**Excerpted records:**

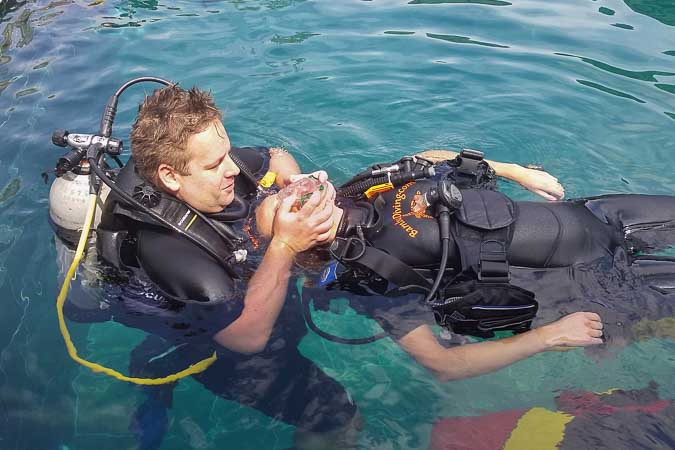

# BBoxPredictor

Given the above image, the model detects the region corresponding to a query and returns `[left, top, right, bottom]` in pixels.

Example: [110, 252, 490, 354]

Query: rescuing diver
[50, 77, 580, 448]
[50, 77, 628, 448]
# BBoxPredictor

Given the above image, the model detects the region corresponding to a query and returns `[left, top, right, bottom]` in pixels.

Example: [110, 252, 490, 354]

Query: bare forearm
[417, 150, 523, 181]
[399, 326, 550, 381]
[215, 240, 293, 353]
[436, 330, 547, 381]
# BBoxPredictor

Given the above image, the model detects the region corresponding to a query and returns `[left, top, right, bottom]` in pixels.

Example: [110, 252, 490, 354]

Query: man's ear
[157, 164, 183, 194]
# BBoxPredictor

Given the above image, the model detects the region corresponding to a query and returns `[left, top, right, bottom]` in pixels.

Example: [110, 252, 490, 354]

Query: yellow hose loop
[56, 194, 217, 385]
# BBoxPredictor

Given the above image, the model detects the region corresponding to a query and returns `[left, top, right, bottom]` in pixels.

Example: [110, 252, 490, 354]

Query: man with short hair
[99, 86, 357, 448]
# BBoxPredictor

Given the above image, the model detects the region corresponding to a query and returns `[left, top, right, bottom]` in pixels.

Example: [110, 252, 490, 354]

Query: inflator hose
[301, 299, 387, 345]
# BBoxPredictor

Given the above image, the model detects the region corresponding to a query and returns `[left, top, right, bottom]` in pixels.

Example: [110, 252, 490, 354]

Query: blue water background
[0, 0, 675, 450]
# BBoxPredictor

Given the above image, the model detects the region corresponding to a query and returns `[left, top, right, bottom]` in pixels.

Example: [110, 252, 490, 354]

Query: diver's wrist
[532, 324, 560, 351]
[268, 236, 298, 258]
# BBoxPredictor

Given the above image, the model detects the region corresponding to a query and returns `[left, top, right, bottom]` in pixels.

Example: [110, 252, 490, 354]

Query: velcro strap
[478, 239, 511, 283]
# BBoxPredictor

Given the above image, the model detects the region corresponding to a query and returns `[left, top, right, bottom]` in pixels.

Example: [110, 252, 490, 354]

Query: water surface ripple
[0, 0, 675, 450]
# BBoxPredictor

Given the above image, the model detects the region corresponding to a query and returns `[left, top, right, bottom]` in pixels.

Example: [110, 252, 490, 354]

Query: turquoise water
[0, 0, 675, 450]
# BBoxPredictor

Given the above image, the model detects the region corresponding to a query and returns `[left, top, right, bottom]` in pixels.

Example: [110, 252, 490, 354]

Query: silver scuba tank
[49, 166, 110, 245]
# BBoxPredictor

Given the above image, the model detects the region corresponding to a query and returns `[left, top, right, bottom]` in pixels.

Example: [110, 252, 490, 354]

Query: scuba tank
[49, 164, 110, 247]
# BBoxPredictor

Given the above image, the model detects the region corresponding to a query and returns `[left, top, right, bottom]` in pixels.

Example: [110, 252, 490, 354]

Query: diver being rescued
[46, 78, 673, 394]
[255, 151, 675, 380]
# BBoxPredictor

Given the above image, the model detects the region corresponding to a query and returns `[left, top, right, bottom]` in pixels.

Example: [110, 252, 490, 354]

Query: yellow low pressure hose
[56, 194, 217, 385]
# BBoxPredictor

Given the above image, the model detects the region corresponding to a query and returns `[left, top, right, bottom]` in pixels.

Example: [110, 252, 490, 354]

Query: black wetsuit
[65, 149, 356, 449]
[306, 170, 675, 339]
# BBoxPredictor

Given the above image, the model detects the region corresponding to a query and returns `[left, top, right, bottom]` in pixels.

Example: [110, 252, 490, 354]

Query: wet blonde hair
[131, 85, 222, 184]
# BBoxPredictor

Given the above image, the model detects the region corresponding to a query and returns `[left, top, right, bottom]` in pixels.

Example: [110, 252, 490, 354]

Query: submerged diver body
[58, 86, 562, 449]
[256, 152, 675, 380]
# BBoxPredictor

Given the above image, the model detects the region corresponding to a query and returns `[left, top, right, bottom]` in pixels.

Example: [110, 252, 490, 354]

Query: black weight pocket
[430, 280, 539, 338]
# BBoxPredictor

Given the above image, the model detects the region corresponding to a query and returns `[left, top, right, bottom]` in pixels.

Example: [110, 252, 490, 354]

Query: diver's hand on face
[272, 188, 335, 253]
[537, 312, 603, 349]
[517, 167, 565, 201]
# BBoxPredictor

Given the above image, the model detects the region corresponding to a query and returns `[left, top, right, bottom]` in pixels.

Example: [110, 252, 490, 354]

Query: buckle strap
[478, 239, 511, 283]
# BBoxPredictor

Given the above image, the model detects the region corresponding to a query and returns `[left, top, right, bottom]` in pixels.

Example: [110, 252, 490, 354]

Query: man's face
[176, 121, 239, 212]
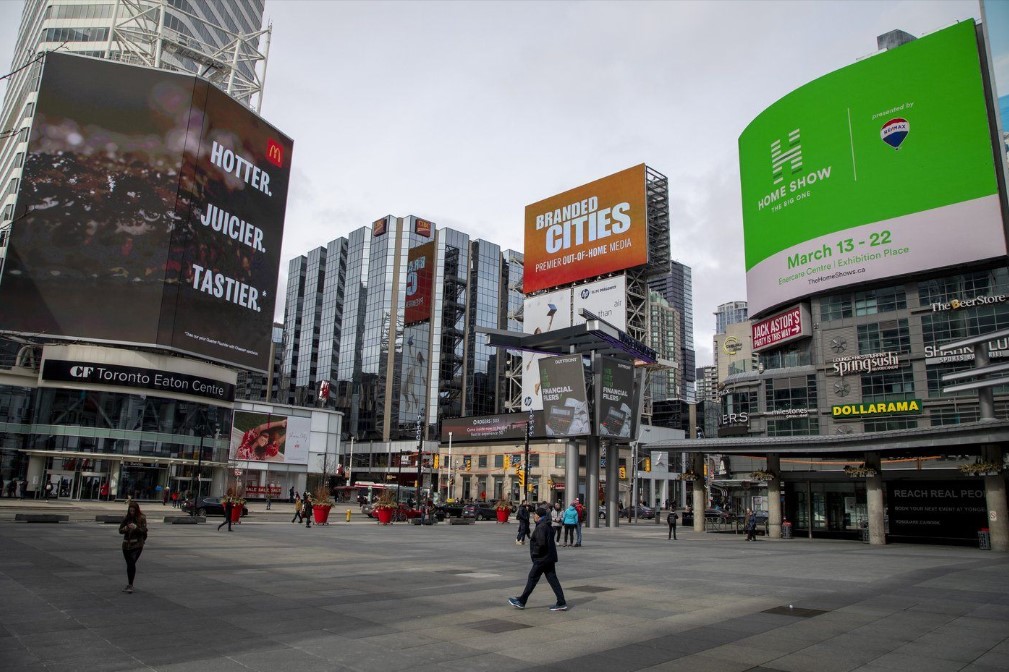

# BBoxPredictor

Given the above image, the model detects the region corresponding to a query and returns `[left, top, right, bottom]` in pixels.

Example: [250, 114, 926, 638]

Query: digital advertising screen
[738, 21, 1006, 315]
[595, 357, 637, 441]
[231, 411, 312, 464]
[523, 163, 648, 294]
[0, 52, 293, 370]
[540, 354, 592, 437]
[522, 290, 571, 411]
[404, 242, 435, 324]
[441, 411, 546, 443]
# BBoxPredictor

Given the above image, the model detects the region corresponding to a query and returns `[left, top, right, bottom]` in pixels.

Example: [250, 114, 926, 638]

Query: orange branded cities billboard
[523, 163, 648, 294]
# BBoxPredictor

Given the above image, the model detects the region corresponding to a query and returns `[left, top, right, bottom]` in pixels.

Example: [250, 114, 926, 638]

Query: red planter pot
[312, 506, 332, 525]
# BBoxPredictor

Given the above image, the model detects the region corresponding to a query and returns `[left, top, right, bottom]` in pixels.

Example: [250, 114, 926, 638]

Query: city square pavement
[0, 499, 1009, 672]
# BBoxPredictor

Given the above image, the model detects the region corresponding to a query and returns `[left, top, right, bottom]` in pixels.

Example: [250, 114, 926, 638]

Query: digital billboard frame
[523, 163, 649, 295]
[0, 52, 294, 371]
[739, 21, 1006, 316]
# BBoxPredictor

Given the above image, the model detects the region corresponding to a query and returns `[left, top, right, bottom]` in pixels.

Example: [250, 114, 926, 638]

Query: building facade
[0, 0, 269, 267]
[278, 216, 522, 480]
[0, 0, 341, 499]
[648, 260, 697, 402]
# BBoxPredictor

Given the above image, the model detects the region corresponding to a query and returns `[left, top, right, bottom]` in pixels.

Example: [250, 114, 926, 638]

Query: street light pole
[520, 409, 533, 501]
[347, 434, 354, 485]
[417, 414, 424, 506]
[445, 432, 455, 499]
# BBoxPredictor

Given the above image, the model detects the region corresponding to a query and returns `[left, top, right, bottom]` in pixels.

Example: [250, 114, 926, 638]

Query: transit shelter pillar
[582, 436, 600, 528]
[690, 453, 713, 532]
[766, 453, 781, 539]
[564, 441, 578, 505]
[866, 452, 886, 546]
[606, 439, 621, 528]
[978, 443, 1009, 553]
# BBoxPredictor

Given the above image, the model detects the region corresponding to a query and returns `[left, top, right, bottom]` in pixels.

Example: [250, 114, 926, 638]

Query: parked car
[621, 506, 655, 521]
[436, 501, 466, 520]
[183, 497, 249, 517]
[462, 501, 497, 521]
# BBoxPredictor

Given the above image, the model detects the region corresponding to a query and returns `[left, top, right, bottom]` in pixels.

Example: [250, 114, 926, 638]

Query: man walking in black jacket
[508, 507, 567, 611]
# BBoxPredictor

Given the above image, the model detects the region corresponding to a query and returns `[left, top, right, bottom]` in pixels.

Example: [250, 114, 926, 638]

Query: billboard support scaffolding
[105, 0, 273, 113]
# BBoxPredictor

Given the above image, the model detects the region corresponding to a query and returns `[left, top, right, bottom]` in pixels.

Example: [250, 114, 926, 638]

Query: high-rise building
[648, 290, 683, 402]
[648, 260, 696, 402]
[714, 301, 749, 334]
[281, 216, 522, 445]
[0, 0, 269, 268]
[0, 0, 322, 499]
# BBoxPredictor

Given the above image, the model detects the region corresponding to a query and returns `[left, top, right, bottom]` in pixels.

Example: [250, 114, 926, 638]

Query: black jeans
[519, 562, 567, 604]
[123, 547, 143, 585]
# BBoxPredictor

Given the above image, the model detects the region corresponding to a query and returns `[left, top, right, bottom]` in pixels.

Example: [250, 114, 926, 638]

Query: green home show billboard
[740, 21, 1006, 315]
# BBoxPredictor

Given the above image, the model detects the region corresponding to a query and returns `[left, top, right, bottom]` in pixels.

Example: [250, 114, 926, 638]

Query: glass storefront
[784, 481, 869, 538]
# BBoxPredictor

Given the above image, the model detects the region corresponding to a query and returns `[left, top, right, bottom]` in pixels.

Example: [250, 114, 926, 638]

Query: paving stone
[0, 502, 1009, 672]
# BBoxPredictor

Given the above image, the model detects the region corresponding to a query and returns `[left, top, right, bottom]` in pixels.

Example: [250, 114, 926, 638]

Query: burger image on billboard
[0, 52, 293, 370]
[739, 21, 1006, 316]
[523, 163, 648, 294]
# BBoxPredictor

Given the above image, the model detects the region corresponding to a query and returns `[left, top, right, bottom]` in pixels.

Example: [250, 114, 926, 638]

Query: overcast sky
[0, 0, 980, 365]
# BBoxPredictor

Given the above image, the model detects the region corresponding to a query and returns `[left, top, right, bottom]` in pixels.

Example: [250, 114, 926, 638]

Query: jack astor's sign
[830, 399, 921, 418]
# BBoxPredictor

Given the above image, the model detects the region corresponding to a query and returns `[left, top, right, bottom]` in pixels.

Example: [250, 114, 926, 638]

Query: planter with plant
[494, 499, 512, 523]
[312, 485, 336, 525]
[371, 490, 400, 525]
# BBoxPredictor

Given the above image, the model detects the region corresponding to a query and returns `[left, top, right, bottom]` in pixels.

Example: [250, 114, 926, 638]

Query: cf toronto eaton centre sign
[41, 359, 235, 402]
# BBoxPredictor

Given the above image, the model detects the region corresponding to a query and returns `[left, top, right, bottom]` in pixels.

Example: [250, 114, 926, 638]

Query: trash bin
[978, 528, 992, 551]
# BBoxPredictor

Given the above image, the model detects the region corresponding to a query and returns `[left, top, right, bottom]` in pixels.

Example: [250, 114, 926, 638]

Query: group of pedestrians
[515, 499, 585, 547]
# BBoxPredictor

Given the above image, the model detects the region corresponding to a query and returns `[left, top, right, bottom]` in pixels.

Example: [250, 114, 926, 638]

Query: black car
[462, 501, 497, 521]
[183, 497, 249, 517]
[621, 506, 655, 521]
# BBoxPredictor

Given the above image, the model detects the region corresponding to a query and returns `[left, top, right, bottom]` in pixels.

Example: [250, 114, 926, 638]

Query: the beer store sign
[929, 294, 1009, 313]
[41, 359, 235, 402]
[830, 399, 921, 418]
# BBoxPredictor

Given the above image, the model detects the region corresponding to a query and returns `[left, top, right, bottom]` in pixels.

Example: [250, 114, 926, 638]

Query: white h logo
[771, 128, 802, 185]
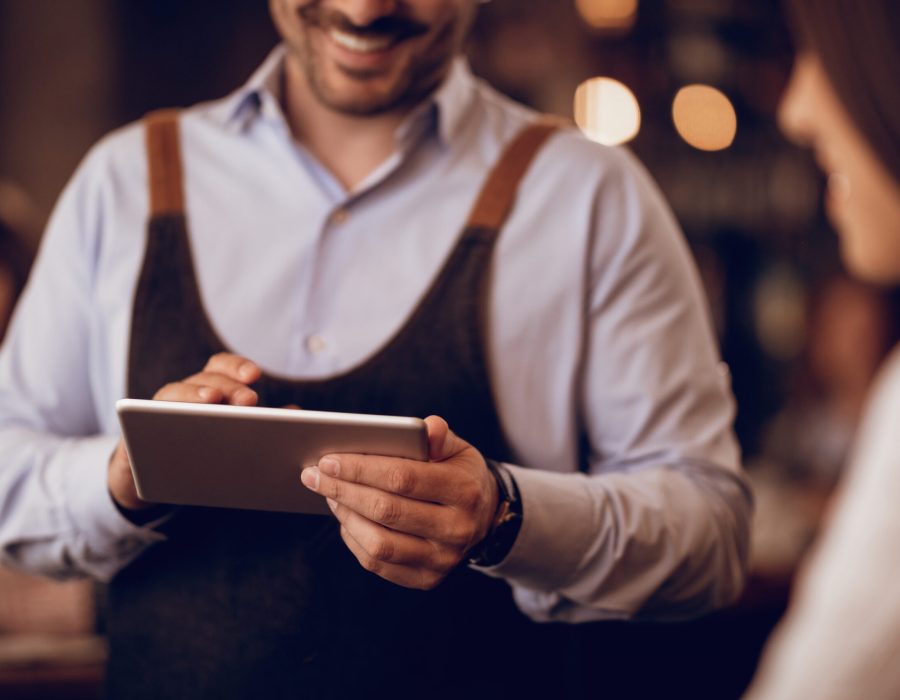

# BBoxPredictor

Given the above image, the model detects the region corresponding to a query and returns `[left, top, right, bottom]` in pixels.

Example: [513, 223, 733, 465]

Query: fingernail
[300, 467, 319, 491]
[234, 389, 256, 403]
[318, 457, 341, 476]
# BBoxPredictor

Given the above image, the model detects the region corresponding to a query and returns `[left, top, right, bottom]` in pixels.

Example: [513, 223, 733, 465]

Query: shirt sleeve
[485, 145, 752, 622]
[0, 145, 162, 580]
[747, 352, 900, 700]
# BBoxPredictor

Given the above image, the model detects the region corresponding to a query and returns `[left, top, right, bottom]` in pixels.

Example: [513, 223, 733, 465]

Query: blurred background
[0, 0, 900, 698]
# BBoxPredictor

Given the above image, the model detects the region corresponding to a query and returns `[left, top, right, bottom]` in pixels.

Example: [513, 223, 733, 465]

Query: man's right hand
[107, 352, 262, 513]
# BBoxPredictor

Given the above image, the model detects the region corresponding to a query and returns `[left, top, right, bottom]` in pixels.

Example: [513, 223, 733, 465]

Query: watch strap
[469, 459, 524, 566]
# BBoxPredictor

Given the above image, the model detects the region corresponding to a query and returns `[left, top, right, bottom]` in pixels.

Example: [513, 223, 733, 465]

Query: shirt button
[331, 208, 350, 224]
[306, 335, 328, 353]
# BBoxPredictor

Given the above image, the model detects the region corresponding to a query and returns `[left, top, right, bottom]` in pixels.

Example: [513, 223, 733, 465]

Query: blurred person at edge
[0, 0, 751, 698]
[748, 0, 900, 700]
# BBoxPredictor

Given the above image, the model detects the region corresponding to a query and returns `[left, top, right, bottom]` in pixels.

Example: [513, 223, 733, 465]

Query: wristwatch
[469, 459, 523, 566]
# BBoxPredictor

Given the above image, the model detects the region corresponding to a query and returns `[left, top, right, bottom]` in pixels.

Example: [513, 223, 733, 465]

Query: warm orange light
[575, 0, 637, 30]
[575, 78, 641, 146]
[672, 85, 737, 151]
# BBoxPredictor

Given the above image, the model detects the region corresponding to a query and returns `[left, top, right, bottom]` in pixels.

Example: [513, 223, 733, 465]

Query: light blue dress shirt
[0, 50, 751, 620]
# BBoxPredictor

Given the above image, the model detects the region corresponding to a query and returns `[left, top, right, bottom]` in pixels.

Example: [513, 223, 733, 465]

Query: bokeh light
[575, 78, 641, 146]
[672, 85, 737, 151]
[575, 0, 637, 31]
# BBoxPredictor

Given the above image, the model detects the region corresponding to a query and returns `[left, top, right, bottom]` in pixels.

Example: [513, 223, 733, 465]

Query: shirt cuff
[473, 464, 597, 592]
[60, 435, 169, 581]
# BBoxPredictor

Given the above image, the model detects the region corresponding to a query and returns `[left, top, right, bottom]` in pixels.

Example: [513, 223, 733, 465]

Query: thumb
[425, 416, 468, 462]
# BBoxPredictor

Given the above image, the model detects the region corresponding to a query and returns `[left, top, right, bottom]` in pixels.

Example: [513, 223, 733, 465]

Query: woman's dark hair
[0, 218, 34, 338]
[787, 0, 900, 182]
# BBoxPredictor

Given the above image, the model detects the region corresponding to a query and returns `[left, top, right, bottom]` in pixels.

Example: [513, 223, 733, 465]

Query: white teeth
[328, 29, 394, 53]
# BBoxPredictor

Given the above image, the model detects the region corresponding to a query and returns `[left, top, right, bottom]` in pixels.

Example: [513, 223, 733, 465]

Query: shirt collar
[212, 45, 476, 146]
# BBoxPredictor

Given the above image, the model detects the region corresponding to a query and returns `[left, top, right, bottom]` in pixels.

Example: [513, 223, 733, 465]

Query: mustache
[297, 3, 428, 39]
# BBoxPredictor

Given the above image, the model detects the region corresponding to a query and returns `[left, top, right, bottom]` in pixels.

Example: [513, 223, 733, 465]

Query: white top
[747, 348, 900, 700]
[0, 51, 751, 620]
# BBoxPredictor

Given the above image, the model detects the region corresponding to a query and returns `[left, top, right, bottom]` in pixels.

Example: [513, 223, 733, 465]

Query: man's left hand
[300, 416, 499, 589]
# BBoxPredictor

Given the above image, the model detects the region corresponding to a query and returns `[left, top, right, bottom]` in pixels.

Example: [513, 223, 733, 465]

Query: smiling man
[0, 0, 750, 698]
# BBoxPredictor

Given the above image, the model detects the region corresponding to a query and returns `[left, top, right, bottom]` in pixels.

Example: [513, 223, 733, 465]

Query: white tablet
[116, 399, 428, 514]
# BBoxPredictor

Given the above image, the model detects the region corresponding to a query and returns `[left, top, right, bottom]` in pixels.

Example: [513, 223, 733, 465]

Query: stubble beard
[297, 9, 469, 117]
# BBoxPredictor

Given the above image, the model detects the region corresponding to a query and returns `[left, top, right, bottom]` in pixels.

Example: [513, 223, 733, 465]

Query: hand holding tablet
[116, 399, 428, 514]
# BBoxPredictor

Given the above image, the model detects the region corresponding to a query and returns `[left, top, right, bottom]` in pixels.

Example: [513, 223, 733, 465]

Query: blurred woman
[750, 0, 900, 700]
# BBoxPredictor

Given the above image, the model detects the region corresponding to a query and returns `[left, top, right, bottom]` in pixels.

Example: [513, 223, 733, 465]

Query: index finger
[203, 352, 262, 384]
[318, 454, 459, 505]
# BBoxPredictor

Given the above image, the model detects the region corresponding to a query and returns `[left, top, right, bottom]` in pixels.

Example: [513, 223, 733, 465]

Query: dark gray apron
[107, 112, 559, 700]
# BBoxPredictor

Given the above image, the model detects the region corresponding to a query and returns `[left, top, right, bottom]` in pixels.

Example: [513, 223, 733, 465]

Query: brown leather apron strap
[144, 109, 184, 217]
[467, 117, 566, 231]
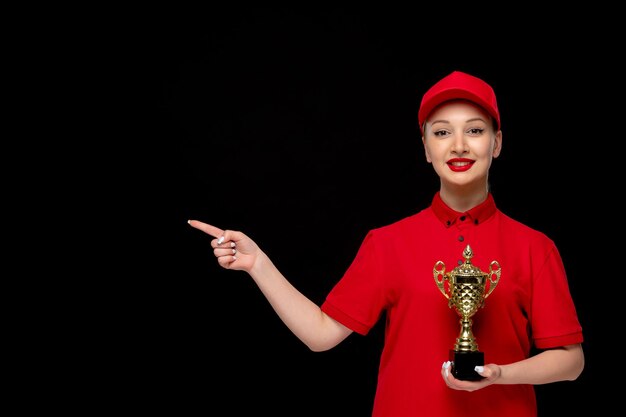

**Brief:** Please find every line in the material above that contains the word "water" and copy each of those lines.

**Response:**
Query: blue water background
Query: water surface ripple
Query: turquoise water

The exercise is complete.